-- Input records follows --

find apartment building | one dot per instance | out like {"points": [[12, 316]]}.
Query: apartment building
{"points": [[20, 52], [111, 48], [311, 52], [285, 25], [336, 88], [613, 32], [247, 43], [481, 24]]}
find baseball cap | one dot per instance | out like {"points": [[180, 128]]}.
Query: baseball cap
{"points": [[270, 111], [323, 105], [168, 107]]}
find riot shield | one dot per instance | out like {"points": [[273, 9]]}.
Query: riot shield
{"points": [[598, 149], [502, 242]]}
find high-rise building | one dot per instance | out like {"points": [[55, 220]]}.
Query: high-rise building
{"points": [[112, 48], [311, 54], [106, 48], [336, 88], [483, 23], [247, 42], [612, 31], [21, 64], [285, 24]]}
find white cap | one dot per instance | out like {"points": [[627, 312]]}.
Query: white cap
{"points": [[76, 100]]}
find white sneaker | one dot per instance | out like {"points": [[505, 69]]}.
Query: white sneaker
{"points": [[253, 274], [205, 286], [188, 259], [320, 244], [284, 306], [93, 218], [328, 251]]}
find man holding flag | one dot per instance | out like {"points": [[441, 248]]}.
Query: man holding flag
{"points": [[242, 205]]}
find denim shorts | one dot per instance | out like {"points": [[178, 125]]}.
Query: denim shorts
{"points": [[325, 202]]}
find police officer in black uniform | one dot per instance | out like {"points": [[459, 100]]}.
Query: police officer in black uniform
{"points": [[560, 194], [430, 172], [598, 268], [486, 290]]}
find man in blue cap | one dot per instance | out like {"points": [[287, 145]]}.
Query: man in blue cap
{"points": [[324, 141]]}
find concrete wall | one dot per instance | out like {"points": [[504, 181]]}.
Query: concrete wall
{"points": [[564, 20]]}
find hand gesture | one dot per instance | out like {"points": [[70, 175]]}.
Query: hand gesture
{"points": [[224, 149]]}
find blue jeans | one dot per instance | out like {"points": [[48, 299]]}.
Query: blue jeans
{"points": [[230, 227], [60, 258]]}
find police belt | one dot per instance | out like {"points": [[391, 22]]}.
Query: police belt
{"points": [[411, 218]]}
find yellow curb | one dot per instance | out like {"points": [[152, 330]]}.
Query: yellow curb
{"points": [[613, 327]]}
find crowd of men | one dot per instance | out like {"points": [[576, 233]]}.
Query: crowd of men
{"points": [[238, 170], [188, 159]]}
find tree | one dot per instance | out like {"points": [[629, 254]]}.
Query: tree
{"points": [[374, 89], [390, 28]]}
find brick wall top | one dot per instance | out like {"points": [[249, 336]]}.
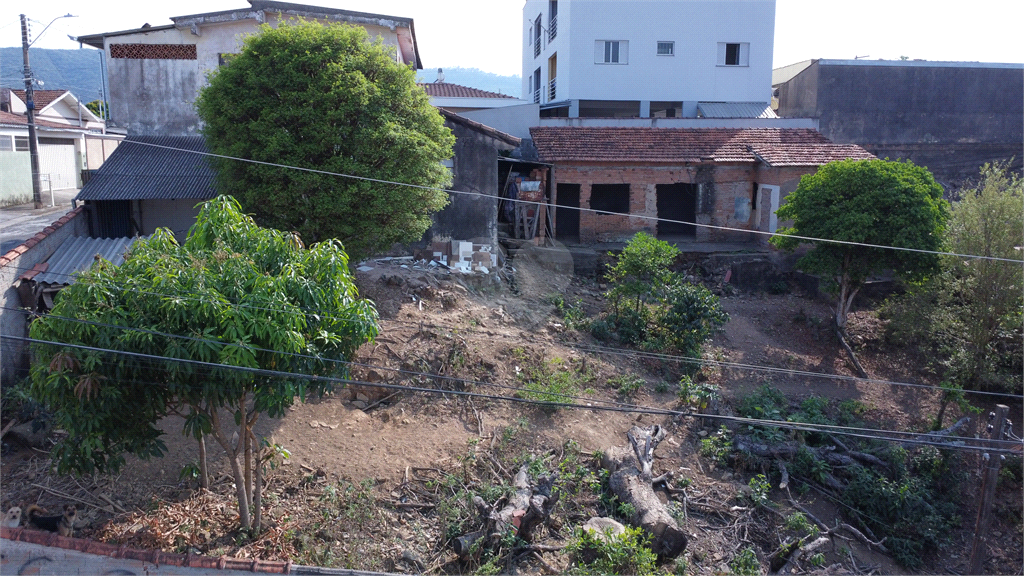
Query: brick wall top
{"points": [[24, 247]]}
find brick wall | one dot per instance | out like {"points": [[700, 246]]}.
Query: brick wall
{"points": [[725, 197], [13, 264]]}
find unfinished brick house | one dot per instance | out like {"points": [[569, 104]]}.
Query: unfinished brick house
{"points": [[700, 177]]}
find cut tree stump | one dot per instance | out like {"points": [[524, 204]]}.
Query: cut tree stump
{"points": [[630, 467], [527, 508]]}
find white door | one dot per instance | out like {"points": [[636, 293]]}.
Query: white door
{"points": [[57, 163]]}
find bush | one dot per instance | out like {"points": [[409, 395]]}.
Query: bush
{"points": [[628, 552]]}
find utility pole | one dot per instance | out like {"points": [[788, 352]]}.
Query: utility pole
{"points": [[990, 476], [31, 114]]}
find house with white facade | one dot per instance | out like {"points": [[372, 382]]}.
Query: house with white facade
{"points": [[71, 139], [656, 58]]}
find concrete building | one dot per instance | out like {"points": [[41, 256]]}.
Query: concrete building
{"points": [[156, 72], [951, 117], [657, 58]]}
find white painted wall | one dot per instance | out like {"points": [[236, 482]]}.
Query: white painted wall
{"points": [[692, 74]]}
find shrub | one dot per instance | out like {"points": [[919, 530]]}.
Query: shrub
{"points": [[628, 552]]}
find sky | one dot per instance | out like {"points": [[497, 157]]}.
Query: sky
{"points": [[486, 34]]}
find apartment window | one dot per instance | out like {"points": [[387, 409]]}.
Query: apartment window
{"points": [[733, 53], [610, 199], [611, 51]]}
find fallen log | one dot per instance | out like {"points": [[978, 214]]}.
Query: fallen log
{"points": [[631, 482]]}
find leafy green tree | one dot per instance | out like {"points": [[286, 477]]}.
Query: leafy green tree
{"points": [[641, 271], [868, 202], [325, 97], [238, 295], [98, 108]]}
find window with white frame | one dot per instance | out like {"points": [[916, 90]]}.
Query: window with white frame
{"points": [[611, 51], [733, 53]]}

-- Input records concluded --
-- Input records follows --

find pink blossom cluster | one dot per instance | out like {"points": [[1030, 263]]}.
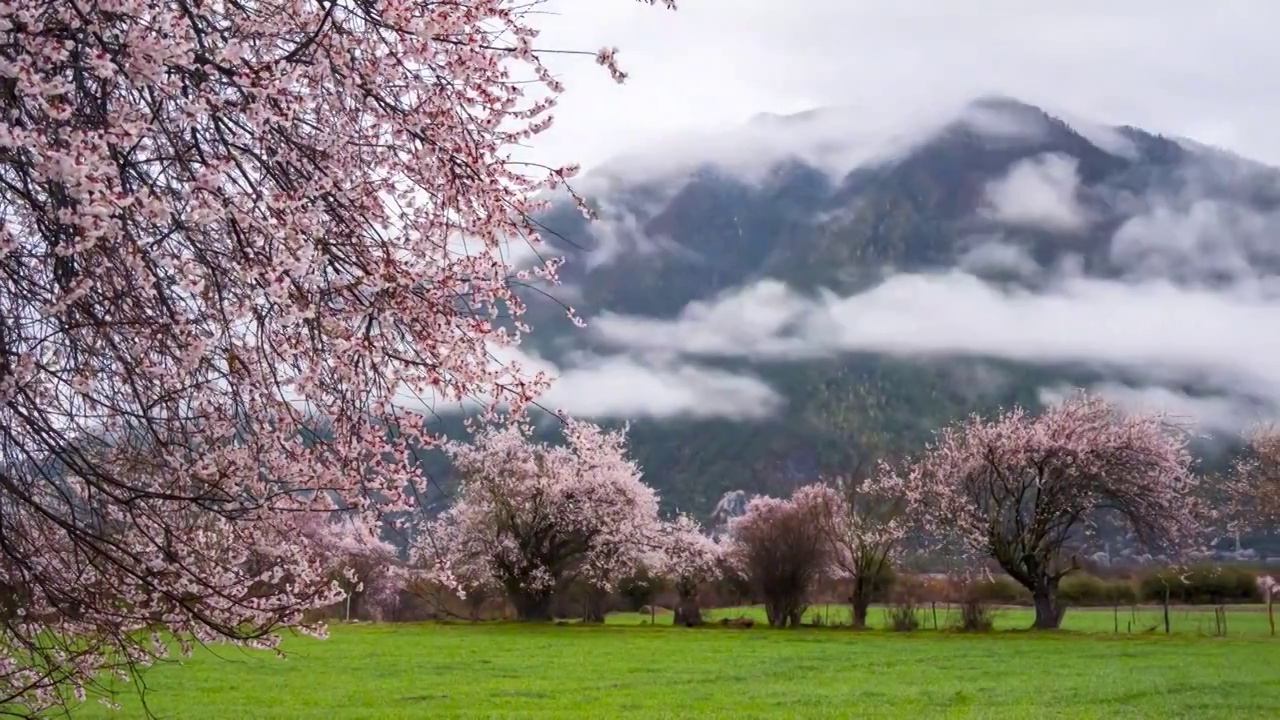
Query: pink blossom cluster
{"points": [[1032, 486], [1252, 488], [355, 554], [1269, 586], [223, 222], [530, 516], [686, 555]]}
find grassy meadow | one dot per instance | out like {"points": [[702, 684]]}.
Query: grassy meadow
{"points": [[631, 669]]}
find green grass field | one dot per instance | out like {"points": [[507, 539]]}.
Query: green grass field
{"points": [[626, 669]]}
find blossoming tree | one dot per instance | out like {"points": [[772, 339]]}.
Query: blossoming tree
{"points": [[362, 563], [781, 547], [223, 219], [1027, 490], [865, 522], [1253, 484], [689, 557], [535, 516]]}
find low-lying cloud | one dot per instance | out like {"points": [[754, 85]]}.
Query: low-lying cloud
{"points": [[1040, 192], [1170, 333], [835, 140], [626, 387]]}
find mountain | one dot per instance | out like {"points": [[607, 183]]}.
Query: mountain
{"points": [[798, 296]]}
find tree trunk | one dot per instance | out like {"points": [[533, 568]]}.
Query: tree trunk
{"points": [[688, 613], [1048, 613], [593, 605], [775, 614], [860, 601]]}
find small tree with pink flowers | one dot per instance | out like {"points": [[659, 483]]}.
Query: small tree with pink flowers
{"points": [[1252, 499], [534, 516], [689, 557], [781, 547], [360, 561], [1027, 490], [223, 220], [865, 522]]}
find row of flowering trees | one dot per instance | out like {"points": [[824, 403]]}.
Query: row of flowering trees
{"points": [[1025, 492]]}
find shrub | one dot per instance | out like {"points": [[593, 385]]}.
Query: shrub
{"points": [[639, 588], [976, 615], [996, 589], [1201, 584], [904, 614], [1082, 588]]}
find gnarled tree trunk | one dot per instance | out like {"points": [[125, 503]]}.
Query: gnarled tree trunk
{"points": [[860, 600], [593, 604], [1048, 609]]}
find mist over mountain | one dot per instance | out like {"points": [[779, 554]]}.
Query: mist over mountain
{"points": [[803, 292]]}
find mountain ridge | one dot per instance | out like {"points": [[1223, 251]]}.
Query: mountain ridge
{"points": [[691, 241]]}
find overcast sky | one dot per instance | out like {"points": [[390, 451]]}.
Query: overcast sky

-- Input records concluded --

Check the listing for the word "overcast". Show each line that has it.

find overcast sky | one dot per instance | out like {"points": [[390, 451]]}.
Query: overcast sky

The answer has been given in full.